Fragment tekstu.
Następnie restart X i cieszymy się nowymi czcionkami.

Z oczywistych względów nie będę pisał jak ustawić te czcionki w menadżerze okien, którego używacie.

EDIT 13.01.2007:

Dodałem aqui oraz aqui-bold. Dla niezorientowanych daje screena, dla zorientowania jak wygląda czcionka aqui - to ta w menu. Ten brzydki screen oczywiście nie jest mój.

 Jeśli już masz w systemie poprzednią paczkę najlepiej usuń cały folder z czcionkami i powtórz instalację dla uaktualnionej paczki

----------

## ShadowWizzard

No witam,

mam pytanie ponieważ czcionka snap jest super przerobiona na 8859-2   :Laughing: 

czy masz w planach pozostałe czcionki artwiz przerobić na iso8859-2   :Question: 

Pozdrawiam

MrMad

----------

## przemos

Narazie oprócz snapa tylko aqui oraz aqui-bold mam przerobioną, w zasadzie reszta mnie nie interesuje z braku czasu, niestety. Ale może kiedyś się wezmę za to. Tak a propo to z iso8859-2 tylko polskie znaki dodałem. Tak wogóle dziwię się, że tak mały odzew - wg. mnie snap to jedna z fajniejszych czcionek jakie widziałem.

EDIT: Oczywiście postaram się niedługo uaktualnić paczkę poprzez dodanie aqui.

----------

## psycepa

hmm tak sobie mysle, bo podobna ta czcionka do jednej, ktora gdzies kiedys widzialem ale nie zapamietalem nazwy

moze ktos z forumowiczow bedzie wiedzial  :Smile: 

otoz wyglada toto prawie tak samo jak snap, ale ma zakrzywione, takie wypukle, kreseczki ograniczajace znak od gory i dolu, np o to bedzie prawie kwadrat, tylko gorna kreseczka wypukla do gory a dolna wypukla do dolu

mam nadzieje ze opisalem to w miare jasno  :Wink: 

wiec drodzy forumowicze, wie ktos jak sie taka czcionka nazywa ?

Zapisane dane.
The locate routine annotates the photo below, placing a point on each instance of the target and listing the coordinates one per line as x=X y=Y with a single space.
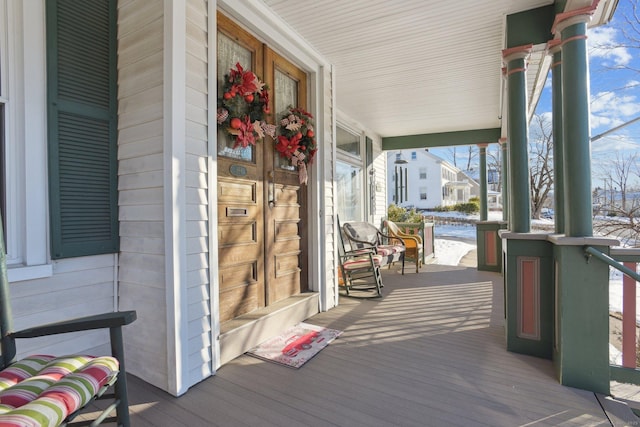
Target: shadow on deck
x=431 y=352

Zadanie. Przepisz z tekstu o czcionkach wszystko od słów "czy masz w planach" aż po słowa "czcionek jakie widziałem.", zastępując "czcionek" słowem "fontów".

Wynik.
czy masz w planach pozostałe czcionki artwiz przerobić na iso8859-2   :Question: 

Pozdrawiam

MrMad

----------

## przemos

Narazie oprócz snapa tylko aqui oraz aqui-bold mam przerobioną, w zasadzie reszta mnie nie interesuje z braku czasu, niestety. Ale może kiedyś się wezmę za to. Tak a propo to z iso8859-2 tylko polskie znaki dodałem. Tak wogóle dziwię się, że tak mały odzew - wg. mnie snap to jedna z fajniejszych fontów jakie widziałem.